- Supplied passage
····················
Several Rose suites will be created - monitor progress on jasmin-cylc with cylc gscan. Suite logging is in cylc-run as usual.

Take a look in convert

ls convert
log/  u-ak283_JSON/

u-ak283-JSON is the Rose suite that will run to perform the data conversions.

  1. Converted data will be written to the output directory in cdds_data
    ls $CDDS_DIR/cdds_data/CMIP6/AerChemMIP/UKESM1-0-LL/piClim-NTCF/r1i1p1f2/round-1-monthly/output
    ap4/  ap4_concat/  ap4_mip_convert/  ap5/  ap5_concat/	ap5_mip_convert/
  1. Consult the log files - cylc log files live under /home/users/$USER/cylc-run/$SUITE_NAME eg /home/users/mrichardson001/cylc-run/cdds_UKESM1-0-LL_piClim-NOx_r1i1p1f2_ap4/log/job/18500101T0000Z/mip_convert_ap4_atmos-native/04/job.err or job.out - it is important to note any possible cmor and/or mip_convert errors, and associated logs are written to the work directory eg

/work/scratch/mrichardson001/cylc-run/cdds_UKESM1-0-LL_piClim-NOx_r1i1p1f2_ap5/work/18500101T0000Z/mip_convert_ap5_atmos-native/cmor.2019-12-10T1819Z.log.gz - the actual log files are written in order of runs time and the job.err contains the pointer to the files in work

Variable Deactivation

If you need to deactivate variables you will have to run the deactivation between the Prepare and Configure steps. Deactivation can be done manually or via a script where you set your deactivation parameters, specifically the variables to be deactivated, or the file holding these variables and the message to be logged.
····················
- Objectives
**A.** Answer these from the data conversion notes:
(i) Which command is used to monitor progress on jasmin-cylc?
(ii) Between which two steps must variable deactivation be run?
(iii) Which file contains the pointer to the log files in the work directory?
**B.** Return everything in the data conversion notes from "Variable Deactivation" down to "to be logged.".
**C.** Take the data conversion notes further, picking up after their final sentence.

- Stored data
····················
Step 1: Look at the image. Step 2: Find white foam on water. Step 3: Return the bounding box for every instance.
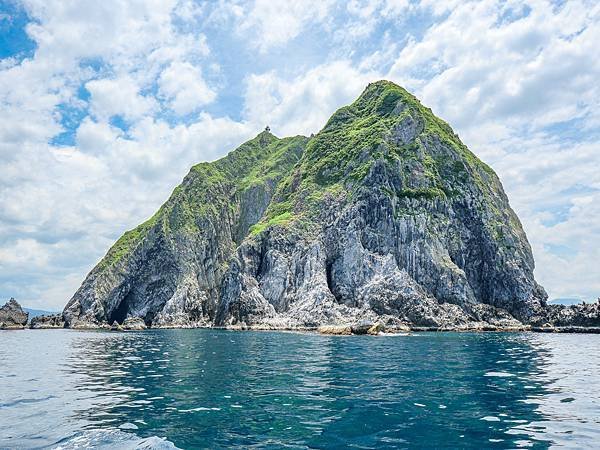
····················
- Responses in order
**A.**
(i) cylc gscan
(ii) Between the Prepare and Configure steps
(iii) job.err

**B.**
Variable Deactivation

If you need to deactivate variables you will have to run the deactivation between the Prepare and Configure steps. Deactivation can be done manually or via a script where you set your deactivation parameters, specifically the variables to be deactivated, or the file holding these variables and the message to be logged.

**C.**
6. Quality Control

Login to one of the jasmin-sci machines. Change directory to CDDS_DIR

Set up the CDDS environment (alternatively look at the last few lines of source )-

source /gws/smf/j04/cmip6_prep/cdds-env/

set up the environment variables


Run the quality check utility

qc_run_and_report $CDDS_DIR/$REQUEST_JSON -c $USER_PROC -t $USER_DATAROOT -p

Review the quality check output under cdds_proc

ls $CDDS_DIR/cdds_proc/CMIP6/FAFMIP/HadGEM3-GC31-LL_faf-heat_r1i1p1f1/round-1-monthly/qualitycheck
approved_variables_2019-10-08T113517.txt  log/	qc.db  report_2019-10-08T113517.json

7 Bookkeeping your runs

It is important to have a record of your run(s) both for debugging purposes and for knowing which runs have been done. For this purpose, please update the table here and follow the instructions here how to upload to gitHub the files that need to be logged and linked to the table. Contact V or Ag if any issues with gitHub.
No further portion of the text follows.